Request:
According to the tribute to Nelson Mandela below, what causes did he truly believe in? List them all.

Reading text:
An ode to Nelson Mandela

Nelson Rolihlahla Mandela, the last of the giants who led South Africa’s struggle against colonialism, is no more. ‘White supremacy implies black inferiority.’ His words were truth to the powers and he devoted his life to opposing systems that protect and abet this superiority. It made him the most recognisable icon of struggle against oppression, injustice and discrimination all over the world.

Mandela, or Madiba as he was popularly known to fellow Africans, was a qualified lawyer who later became the first black president of South Africa. More than just a politician, he was a  political activist. Mandela truly believed in the cause of freedom, democracy and justice. He experienced first-hand how apartheid had stripped black South Africans of their dignity and was holding them back, and took up the cause for equal political rights for blacks.

In 1944, Mandela joined the African National Congress (ANC) and participated in the resistance against the apartheid policies of the white South African government. He wanted to change the situation in South Africa where whites were rich and the blacks poor, and the laws which allowed this to happen. He wanted nothing less than banishing the ‘apartheid’  system of governance which allowed one group to establish supremacy and dominate the other. In his initial years, Mandela called for calm and sober assessment of the political situation that had subjugated the blacks after centuries of tyranny, exploitation, and oppression by the whites. But when every lawful way of protesting against injustice and discrimination was taken away from the blacks, and violence and intimidation was unleashed on them, he learnt the hard way that it is the oppressor who sets the nature of the struggle. The oppressed is often left with no recourse but to use methods that mirror those of his oppressor. After a point, one can only fight fire with fire.

In 1961, Mandela formed the military wing of the ANC, the Umkhonto we Sizwe (Spear of the Nation) which was involved in targeting and sabotaging government facilities, destruction of power plants, and interfering with rail and telephone communications. The motive was to scare away foreign capital and cut the external economic and trade links which were propping up the apartheid regime. Mandela and his colleagues were soon arrested and put on trial.

Raw data:
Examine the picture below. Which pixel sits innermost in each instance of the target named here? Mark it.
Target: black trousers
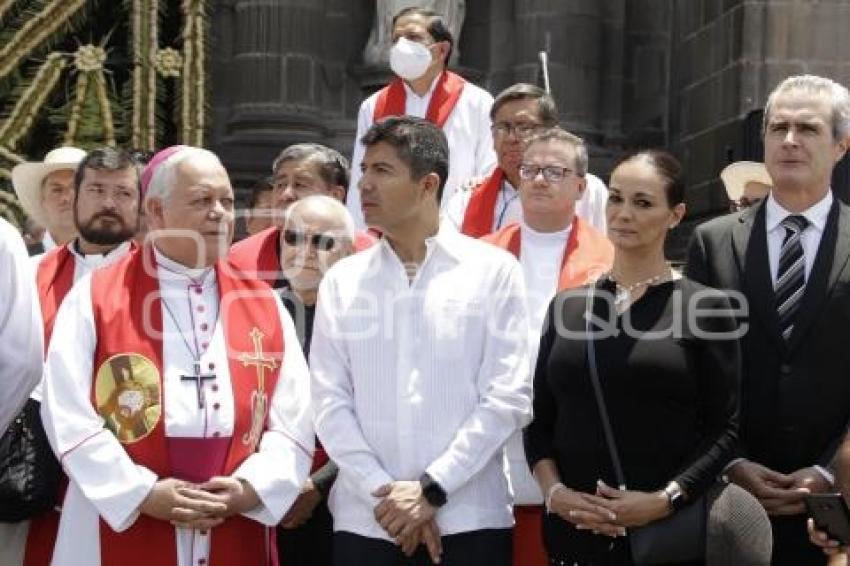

Solution to this exercise:
Freedom, democracy, justice